REQUIRED WORK
Retype, word for word, every line from the one holding "TARGET = blue road sign" through the one holding "TARGET = street name sign" in the entries below, both included, and only those lines.

== LISTED RECORDS ==

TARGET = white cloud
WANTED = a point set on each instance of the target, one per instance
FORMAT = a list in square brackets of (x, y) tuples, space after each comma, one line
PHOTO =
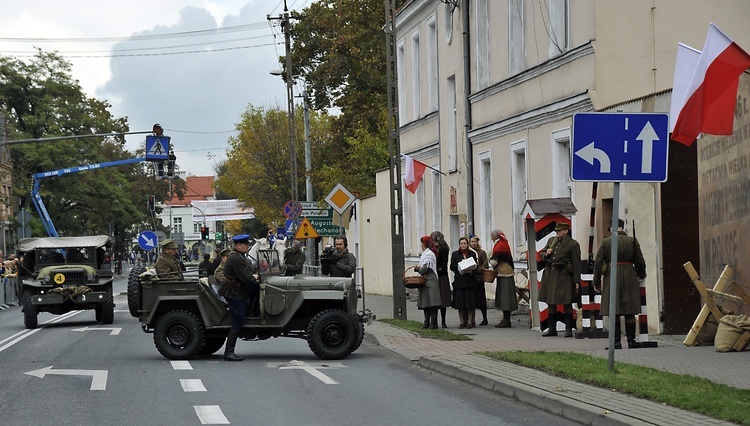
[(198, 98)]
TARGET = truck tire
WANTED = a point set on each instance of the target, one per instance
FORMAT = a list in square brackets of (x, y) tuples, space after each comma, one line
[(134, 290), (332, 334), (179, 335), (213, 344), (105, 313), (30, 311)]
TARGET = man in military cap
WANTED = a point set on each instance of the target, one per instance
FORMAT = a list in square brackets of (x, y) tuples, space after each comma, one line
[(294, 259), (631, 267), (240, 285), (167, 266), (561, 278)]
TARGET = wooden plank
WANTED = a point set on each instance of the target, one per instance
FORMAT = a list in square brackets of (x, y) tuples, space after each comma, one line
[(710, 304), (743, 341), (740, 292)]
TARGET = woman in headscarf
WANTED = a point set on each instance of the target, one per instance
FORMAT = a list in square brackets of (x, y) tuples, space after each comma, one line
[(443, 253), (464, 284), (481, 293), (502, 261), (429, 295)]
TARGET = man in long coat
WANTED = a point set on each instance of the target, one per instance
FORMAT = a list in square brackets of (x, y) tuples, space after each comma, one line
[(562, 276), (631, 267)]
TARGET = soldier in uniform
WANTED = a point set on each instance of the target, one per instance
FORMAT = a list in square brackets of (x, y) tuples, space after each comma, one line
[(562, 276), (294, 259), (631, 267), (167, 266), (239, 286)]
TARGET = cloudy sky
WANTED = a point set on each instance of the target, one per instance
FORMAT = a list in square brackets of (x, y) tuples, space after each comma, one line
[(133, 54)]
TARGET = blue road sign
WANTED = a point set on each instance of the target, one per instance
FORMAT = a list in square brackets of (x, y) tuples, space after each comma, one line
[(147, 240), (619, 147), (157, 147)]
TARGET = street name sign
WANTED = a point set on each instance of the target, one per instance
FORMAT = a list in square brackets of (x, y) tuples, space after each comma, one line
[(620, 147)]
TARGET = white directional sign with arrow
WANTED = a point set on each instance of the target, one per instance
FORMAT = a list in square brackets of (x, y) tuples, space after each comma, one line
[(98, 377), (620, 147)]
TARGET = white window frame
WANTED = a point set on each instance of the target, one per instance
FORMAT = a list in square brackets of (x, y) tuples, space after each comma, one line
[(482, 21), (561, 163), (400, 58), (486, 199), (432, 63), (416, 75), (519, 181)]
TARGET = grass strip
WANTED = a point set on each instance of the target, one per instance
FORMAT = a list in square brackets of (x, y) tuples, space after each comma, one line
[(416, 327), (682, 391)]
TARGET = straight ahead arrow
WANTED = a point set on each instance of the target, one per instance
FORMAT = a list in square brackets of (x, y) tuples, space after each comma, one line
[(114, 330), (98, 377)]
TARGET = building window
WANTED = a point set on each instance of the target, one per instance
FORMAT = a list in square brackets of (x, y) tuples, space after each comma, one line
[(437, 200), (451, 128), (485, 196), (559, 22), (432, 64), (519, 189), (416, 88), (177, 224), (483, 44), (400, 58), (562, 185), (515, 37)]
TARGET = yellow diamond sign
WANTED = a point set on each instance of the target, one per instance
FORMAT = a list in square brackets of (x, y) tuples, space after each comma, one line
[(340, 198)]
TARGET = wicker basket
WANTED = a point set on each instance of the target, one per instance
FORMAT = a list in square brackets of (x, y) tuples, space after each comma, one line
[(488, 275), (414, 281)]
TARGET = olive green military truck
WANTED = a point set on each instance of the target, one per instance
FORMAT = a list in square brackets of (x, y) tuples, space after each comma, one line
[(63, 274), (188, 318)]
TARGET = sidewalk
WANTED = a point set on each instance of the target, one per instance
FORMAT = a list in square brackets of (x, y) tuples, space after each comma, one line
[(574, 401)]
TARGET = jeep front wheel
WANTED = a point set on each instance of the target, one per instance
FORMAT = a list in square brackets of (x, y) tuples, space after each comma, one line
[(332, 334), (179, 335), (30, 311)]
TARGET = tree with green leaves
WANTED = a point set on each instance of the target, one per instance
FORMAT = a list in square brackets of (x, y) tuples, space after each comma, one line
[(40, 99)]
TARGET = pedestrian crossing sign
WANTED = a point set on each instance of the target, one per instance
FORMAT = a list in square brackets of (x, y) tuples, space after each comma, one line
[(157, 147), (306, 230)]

===
== LISTED RECORDS ==

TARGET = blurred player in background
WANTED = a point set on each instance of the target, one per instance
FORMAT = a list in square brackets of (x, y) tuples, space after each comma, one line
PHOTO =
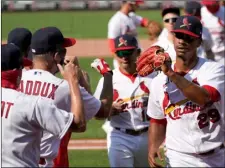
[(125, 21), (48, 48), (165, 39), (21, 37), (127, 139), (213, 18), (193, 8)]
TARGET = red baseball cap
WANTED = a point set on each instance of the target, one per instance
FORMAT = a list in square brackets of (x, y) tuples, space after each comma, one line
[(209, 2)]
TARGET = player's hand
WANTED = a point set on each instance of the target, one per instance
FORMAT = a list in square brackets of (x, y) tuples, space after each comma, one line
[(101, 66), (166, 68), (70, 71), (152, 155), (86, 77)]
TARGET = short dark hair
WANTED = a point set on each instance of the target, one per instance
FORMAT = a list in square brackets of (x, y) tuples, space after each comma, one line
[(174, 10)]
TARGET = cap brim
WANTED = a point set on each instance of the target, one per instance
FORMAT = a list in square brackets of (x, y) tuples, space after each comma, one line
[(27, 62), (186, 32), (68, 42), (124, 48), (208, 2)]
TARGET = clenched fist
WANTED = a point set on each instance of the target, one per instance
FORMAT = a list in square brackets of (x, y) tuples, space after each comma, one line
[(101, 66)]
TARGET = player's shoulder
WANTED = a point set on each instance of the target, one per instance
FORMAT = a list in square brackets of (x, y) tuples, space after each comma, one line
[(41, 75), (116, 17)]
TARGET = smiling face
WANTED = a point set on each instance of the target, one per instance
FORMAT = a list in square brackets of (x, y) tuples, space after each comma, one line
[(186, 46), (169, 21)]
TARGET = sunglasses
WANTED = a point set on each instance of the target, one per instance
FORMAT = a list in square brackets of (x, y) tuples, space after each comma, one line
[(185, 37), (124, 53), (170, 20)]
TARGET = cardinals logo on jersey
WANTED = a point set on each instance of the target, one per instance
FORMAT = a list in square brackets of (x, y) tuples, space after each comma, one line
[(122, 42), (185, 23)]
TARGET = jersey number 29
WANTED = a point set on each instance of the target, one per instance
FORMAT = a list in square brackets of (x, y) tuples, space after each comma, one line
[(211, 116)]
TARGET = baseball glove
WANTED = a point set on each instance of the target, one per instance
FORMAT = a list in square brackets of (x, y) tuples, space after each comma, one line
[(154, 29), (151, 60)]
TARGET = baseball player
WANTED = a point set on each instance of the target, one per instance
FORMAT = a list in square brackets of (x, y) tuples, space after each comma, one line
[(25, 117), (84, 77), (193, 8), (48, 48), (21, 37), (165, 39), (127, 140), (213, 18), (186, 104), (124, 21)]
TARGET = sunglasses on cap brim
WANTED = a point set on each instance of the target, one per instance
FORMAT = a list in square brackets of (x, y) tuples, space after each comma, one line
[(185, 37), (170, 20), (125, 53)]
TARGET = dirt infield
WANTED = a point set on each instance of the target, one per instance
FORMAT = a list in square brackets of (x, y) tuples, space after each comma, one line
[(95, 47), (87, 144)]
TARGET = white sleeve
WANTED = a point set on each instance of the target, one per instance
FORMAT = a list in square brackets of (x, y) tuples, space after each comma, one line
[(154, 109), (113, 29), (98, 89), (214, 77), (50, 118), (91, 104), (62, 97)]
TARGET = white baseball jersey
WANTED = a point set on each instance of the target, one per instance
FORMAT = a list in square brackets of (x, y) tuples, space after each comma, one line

===

REPLY
TARGET = blue road sign
WANTED = a point set on each instance of the target, one per instance
FORMAT = a list in square brackets of (x, y) tuples, space after each comma, one line
[(147, 240), (619, 147), (157, 147)]
TARGET = street name sign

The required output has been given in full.